Overview
This vignette will provide information on Netflix viewers history in
R.
Vignette Info
While working with the data, it demostrates different use of R
functions.
The dataset that I choosed is Netflix Viewing History dataset. This
dataset contains 5673 rows.
library(dplyr)
library(tidyr)
library(lubridate)
library(zoo)
library(ggplot2)
library(ggplotlyExtra)
library(plotly)
# READING DATA FROM CSV DOWNLOADED FROM NETFLIX ACCOUNT
netflix <- readr::read_csv("netflix_combined.csv")
str(netflix)
head(netflix)
netflix$Date <- dmy(netflix$Date)
# SEPARATE TITLE COLUMN IN TITLE OF TV SERIES, SEASON AND EPISODE TITLE
netflix_series <- netflix %>%
separate(col = Title, into = c("title", "types", "title_episode"), sep = ': ')
# REMOVE OCCURRENCES WHERE SEASON AND EPISODE ARE EMPTY (BECAUSE THEY ARE NOT TV SERIES)
netflix_series <- netflix_series[!is.na(netflix_series$types),]
netflix_series <- netflix_series[!is.na(netflix_series$title_episode),]
maratones_netflix <- netflix_series %>%
count(title, Date
# EPISODES PER DAY
netflix_episode_perday <- netflix %>%
count(Date) %>%
arrange(desc(n))


Plotting Eposodes Per Day
netflix_episode_perday_plot <- ggplot(aes(x = Date, y = n, color = n), data = netflix_episode_perday) +
geom_col(color = c("blue")) +
theme_minimal() +
ggtitle("Episodes watched on my Netflix per day", "History from 2020 to 2022") +
labs(x = "Date", y = "watched episodes")
netflix_episode_perday_plot

Graph 1: Episodes watched on Netflix per Day
Graph 1 shows that the number of episodes watched annually increased
gradually over time.
Days of the week and month
netflix_episode_perday$diasemanaF <-factor(netflix_episode_perday$diasemana, levels = rev(1:7), labels = rev(c("Mon","Tue","Wed","Thu","Fri","Sat","Sun")),ordered = TRUE)
netflix_episode_perday$mesF <- factor(month(netflix_episode_perday$Date),levels = as.character(1:12), labels = c("Jan","Feb","Mar","Apr","May","Jun","Jul","Aug","Sep","Oct","Nov","Dec"),ordered = TRUE)
netflix_episode_perday$añomes <- factor(as.yearmon(netflix_episode_perday$Date))
netflix_episode_perday$semana <- as.numeric(format(netflix_episode_perday$Date,"%W"))
netflix_episode_perday$semanames <- ceiling(day(netflix_episode_perday$Date) / 7)

[Task requirements]:
a – Answer each question from the Netflix viewing history vignette:
(i) How many rows does the dataset contain?
(ii) What color is given to geom_col in the plot of episodes per day?
(iii) What subtitle is passed to ggtitle for that plot?
b – Transcribe the Netflix viewing history vignette, starting with "Graph 1: Episodes" and going on through "ceiling(day(netflix_episode_perday$Date) / 7)".
c – Finish out the next part of the Netflix viewing history vignette, picking up after its last line.
The material isn't needed for any of this.

[Raw data]:
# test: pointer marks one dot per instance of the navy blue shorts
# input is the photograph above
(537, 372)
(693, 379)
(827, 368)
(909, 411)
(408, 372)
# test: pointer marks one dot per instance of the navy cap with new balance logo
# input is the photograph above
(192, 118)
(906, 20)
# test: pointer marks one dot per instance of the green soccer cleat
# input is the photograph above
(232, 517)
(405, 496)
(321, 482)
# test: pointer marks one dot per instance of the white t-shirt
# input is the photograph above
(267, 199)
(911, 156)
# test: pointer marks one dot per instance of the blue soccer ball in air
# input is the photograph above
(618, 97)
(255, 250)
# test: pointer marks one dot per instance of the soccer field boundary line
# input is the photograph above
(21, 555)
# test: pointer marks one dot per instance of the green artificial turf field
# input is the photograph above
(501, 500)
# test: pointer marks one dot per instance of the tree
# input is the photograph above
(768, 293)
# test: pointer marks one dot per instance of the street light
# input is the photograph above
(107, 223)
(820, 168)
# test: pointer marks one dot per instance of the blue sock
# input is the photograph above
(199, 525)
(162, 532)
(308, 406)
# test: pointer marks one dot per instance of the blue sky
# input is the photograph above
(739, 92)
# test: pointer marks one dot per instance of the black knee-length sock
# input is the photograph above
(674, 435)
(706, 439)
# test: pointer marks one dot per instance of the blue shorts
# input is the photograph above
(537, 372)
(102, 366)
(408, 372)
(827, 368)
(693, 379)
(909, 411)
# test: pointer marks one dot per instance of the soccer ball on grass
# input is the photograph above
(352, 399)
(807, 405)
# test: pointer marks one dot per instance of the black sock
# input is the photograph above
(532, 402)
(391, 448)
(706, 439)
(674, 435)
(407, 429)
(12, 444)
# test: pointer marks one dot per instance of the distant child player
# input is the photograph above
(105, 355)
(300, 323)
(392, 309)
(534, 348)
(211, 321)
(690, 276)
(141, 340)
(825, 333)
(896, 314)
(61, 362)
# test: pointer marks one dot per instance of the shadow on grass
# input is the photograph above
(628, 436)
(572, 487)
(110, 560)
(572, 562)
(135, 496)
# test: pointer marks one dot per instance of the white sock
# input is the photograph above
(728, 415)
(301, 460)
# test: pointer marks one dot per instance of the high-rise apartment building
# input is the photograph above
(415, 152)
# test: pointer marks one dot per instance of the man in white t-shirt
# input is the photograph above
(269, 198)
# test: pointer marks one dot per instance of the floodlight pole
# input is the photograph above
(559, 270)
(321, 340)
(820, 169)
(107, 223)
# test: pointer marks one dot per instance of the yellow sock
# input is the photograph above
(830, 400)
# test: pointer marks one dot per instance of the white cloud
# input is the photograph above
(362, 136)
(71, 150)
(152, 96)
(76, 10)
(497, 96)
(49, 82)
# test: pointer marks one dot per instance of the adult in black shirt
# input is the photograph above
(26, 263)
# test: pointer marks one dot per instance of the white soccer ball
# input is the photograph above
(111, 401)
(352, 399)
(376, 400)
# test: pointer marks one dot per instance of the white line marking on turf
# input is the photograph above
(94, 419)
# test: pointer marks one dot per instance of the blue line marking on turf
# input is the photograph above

[Set of answers]:
a –
(i) 5673
(ii) Blue
(iii) "History from 2020 to 2022"

b –
Graph 1: Episodes watched on Netflix per Day
Graph 1 shows that the number of episodes watched annually increased
gradually over time.
Days of the week and month
netflix_episode_perday$diasemanaF <-factor(netflix_episode_perday$diasemana, levels = rev(1:7), labels = rev(c("Mon","Tue","Wed","Thu","Fri","Sat","Sun")),ordered = TRUE)
netflix_episode_perday$mesF <- factor(month(netflix_episode_perday$Date),levels = as.character(1:12), labels = c("Jan","Feb","Mar","Apr","May","Jun","Jul","Aug","Sep","Oct","Nov","Dec"),ordered = TRUE)
netflix_episode_perday$añomes <- factor(as.yearmon(netflix_episode_perday$Date))
netflix_episode_perday$semana <- as.numeric(format(netflix_episode_perday$Date,"%W"))
netflix_episode_perday$semanames <- ceiling(day(netflix_episode_perday$Date) / 7)

c –
netflix_episode_perday_calendario <- ggplot(netflix_episode_perday, aes(semanames, diasemanaF, fill = n)) +
geom_tile(colour = "white") +
facet_grid(year(netflix_episode_perday$Date) ~ mesF) +
scale_fill_gradient(low = "blue", high = "green") +
ggtitle("Episodes watched per day on Netflix", "Heatmap by day of the week, month and year") +
labs(x = "week number", y = "Weekday") +
labs(fill = "No.Episodes")
netflix_episode_perday_calendario

Graph 2: Episodes watched per day on Netflix based on week,
month, and year
Graph 2 shows the highest number of episodes watched in Mar 2020
compared to other months.There was a dip in March due to low count views
of days collected for that period.
Frequency of activity in my netflix account per day
view_day <- netflix_episode_perday %>%
count(diasemanaF)
view_dayview_day_plot <- view_day %>%
ggplot(aes(diasemanaF, n)) +
geom_col(fill = "orange") +
coord_polar() +
theme_minimal() +
theme(axis.title.x = element_blank(),
axis.title.y = element_blank(),
axis.text.y = element_blank(),
axis.text.x = element_text(face = "bold"),
plot.title = element_text(size = 16, face = "bold")) +
ggtitle("Frequency of episodes watched", "Activity by day of the week on Netflix")
view_dayview_day_plot

Graph 3: Episodes watched per day on Netflix based on week,
month, and year
Graph 3 shows that people are watching Netflix every single day of
the week.
Frequency of activity in my netflix account per Month
View_month <- netflix_episode_perday %>%
count(mesF)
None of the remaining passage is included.